*Data section*:
────────────────────

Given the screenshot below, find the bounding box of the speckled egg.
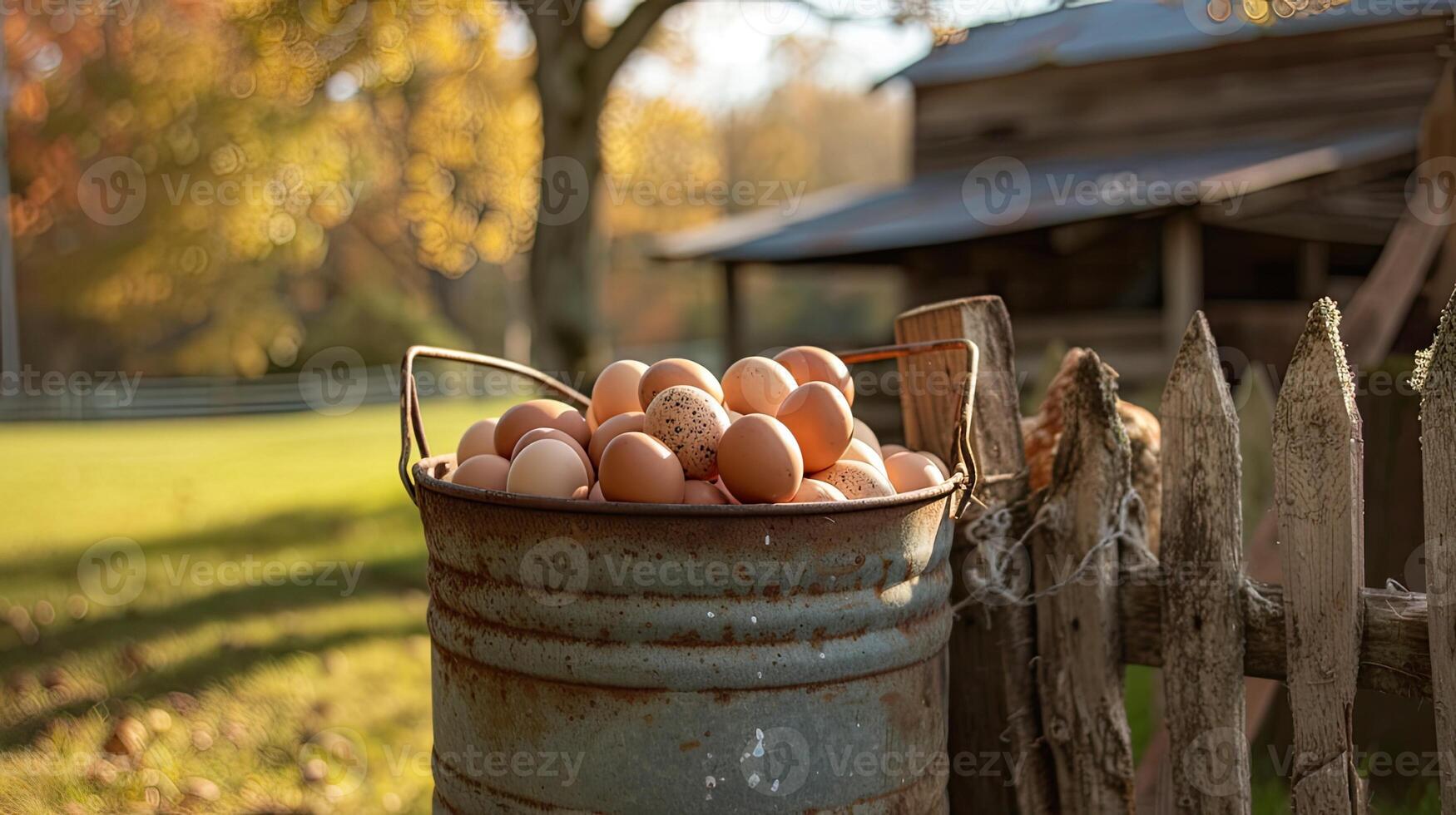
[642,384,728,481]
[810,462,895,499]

────────────────────

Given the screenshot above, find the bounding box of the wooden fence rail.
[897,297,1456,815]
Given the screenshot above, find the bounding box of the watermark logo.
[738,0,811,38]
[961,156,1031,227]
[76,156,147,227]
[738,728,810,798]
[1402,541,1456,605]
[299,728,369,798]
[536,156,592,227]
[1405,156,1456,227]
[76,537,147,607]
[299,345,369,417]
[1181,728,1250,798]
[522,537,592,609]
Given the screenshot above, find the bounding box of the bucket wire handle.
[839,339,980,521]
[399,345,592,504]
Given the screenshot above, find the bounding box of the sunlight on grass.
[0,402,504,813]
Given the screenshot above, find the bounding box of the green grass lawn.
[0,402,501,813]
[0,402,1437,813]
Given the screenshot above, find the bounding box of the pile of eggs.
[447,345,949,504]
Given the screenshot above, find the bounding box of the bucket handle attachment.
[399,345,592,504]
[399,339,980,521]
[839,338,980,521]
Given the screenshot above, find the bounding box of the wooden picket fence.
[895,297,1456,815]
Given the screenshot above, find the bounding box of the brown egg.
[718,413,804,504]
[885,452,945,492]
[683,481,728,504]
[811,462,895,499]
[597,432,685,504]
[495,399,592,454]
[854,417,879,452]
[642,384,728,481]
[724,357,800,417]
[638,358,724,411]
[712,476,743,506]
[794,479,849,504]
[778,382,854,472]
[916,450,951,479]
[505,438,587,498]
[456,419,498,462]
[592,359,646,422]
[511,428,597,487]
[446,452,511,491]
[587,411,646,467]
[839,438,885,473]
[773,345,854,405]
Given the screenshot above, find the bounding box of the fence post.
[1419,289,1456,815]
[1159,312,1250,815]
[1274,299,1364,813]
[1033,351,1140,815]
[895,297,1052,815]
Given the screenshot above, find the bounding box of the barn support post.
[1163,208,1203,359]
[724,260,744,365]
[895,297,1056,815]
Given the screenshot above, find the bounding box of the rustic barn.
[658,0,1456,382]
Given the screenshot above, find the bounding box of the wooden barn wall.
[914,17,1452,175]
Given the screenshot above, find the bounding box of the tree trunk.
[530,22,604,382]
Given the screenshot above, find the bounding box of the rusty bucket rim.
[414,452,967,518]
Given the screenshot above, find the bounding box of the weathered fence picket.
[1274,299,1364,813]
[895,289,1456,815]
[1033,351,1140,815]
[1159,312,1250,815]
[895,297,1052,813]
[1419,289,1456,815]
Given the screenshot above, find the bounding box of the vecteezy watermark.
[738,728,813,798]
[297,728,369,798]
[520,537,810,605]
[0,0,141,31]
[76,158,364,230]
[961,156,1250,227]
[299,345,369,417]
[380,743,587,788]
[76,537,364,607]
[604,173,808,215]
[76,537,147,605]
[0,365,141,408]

────────────────────

*Required task*: Starting with the row that contains "Given the screenshot above, find the bounding box of the fence" and going on through the row that contains "[0,365,141,408]", arrange those rows as a JSON list of strings with one string per row, and leave out any blank rows.

*The answer*:
[
  "Given the screenshot above, find the bounding box of the fence post.",
  "[1419,289,1456,815]",
  "[1159,312,1250,815]",
  "[1274,299,1364,813]",
  "[1033,351,1140,815]",
  "[895,297,1052,815]",
  "Given the screenshot above, find the bounding box of the barn support post.",
  "[1163,208,1203,359]",
  "[724,260,744,365]",
  "[895,297,1056,815]",
  "Given the screenshot above, find the bounding box of the rustic barn.",
  "[658,0,1456,382]",
  "Given the screenshot above, find the bounding box of the wooden barn wall.",
  "[914,17,1452,175]",
  "Given the screenshot above, find the bounding box of the tree trunk.",
  "[530,22,604,382]",
  "Given the screenshot above, find the bounding box of the rusty bucket rim.",
  "[414,452,967,518]",
  "Given the screenshot above, find the bounding box of the weathered fence picket.",
  "[1274,299,1364,813]",
  "[895,289,1456,815]",
  "[1033,351,1140,815]",
  "[1159,312,1250,815]",
  "[895,297,1052,813]",
  "[1419,289,1456,815]",
  "Given the screenshot above, find the bounding box of the vecteezy watermark.",
  "[738,728,813,798]",
  "[297,728,369,798]",
  "[520,537,810,605]",
  "[0,0,141,31]",
  "[76,158,364,230]",
  "[961,156,1250,227]",
  "[299,345,369,417]",
  "[380,743,587,788]",
  "[76,537,364,607]",
  "[604,173,808,215]",
  "[76,537,147,605]",
  "[0,365,141,408]"
]